WHAT IS EXPECTED: Convert the entries below into a JSON list of strings, with one string for each line, covering only the lines from the one with "If you could indicate the athlete's hand" through the one with "point(235, 118)", both included. Skip any blank lines.

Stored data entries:
--- Start ---

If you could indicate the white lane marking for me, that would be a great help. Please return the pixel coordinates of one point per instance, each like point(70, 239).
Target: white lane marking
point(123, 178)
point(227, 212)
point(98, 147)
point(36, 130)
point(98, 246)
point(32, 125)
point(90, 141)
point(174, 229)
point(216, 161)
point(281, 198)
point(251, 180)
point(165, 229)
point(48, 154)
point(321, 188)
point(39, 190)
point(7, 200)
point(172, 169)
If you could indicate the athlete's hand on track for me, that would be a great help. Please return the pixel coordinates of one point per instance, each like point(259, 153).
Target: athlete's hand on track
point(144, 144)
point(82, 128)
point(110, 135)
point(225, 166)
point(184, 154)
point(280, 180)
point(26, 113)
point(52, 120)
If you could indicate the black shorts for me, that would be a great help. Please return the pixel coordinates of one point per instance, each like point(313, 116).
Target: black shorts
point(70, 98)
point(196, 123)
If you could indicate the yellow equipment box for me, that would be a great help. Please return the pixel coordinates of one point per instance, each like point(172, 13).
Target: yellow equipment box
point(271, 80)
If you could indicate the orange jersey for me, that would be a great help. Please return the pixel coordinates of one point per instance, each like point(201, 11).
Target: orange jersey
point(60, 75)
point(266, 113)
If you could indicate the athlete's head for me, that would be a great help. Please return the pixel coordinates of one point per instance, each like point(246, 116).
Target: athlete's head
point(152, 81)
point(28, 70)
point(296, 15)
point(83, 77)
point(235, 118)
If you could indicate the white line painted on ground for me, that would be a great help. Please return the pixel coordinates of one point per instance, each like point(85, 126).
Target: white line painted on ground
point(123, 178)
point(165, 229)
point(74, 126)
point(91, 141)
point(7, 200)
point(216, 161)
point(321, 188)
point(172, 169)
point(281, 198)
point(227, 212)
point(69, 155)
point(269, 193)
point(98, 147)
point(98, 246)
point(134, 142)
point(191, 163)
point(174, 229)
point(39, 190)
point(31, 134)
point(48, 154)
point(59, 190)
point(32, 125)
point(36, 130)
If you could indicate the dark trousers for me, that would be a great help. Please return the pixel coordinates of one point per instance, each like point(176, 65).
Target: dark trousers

--- End ---

THE ANSWER:
[
  "If you could indicate the athlete's hand on track for me, that would be a great help. Please return the pixel coordinates of one point per instance, each like point(259, 153).",
  "Target: athlete's hand on track",
  "point(144, 144)",
  "point(82, 128)",
  "point(110, 135)",
  "point(225, 166)",
  "point(184, 154)",
  "point(280, 180)",
  "point(26, 113)",
  "point(52, 120)",
  "If you could indicate the black shorts for me, that would be a great help. Please return the pixel coordinates of one point per instance, each like point(313, 116).",
  "Target: black shorts",
  "point(70, 98)",
  "point(196, 123)",
  "If you could indicate the yellow equipment box for me, that would be a great help. Please return the pixel coordinates of one point per instance, each like point(172, 13).",
  "Target: yellow equipment box",
  "point(271, 80)",
  "If you could indicate the orange jersey for me, that would be a great help. Please return the pixel coordinates of one point per instance, each like point(201, 11).",
  "Target: orange jersey",
  "point(60, 75)",
  "point(266, 113)",
  "If you could indicate the athlete's head for me, that would be a great help. Please return the pixel coordinates of one point per instance, each like point(246, 116).",
  "Target: athlete's head",
  "point(152, 81)",
  "point(28, 70)",
  "point(296, 15)",
  "point(83, 77)",
  "point(235, 118)"
]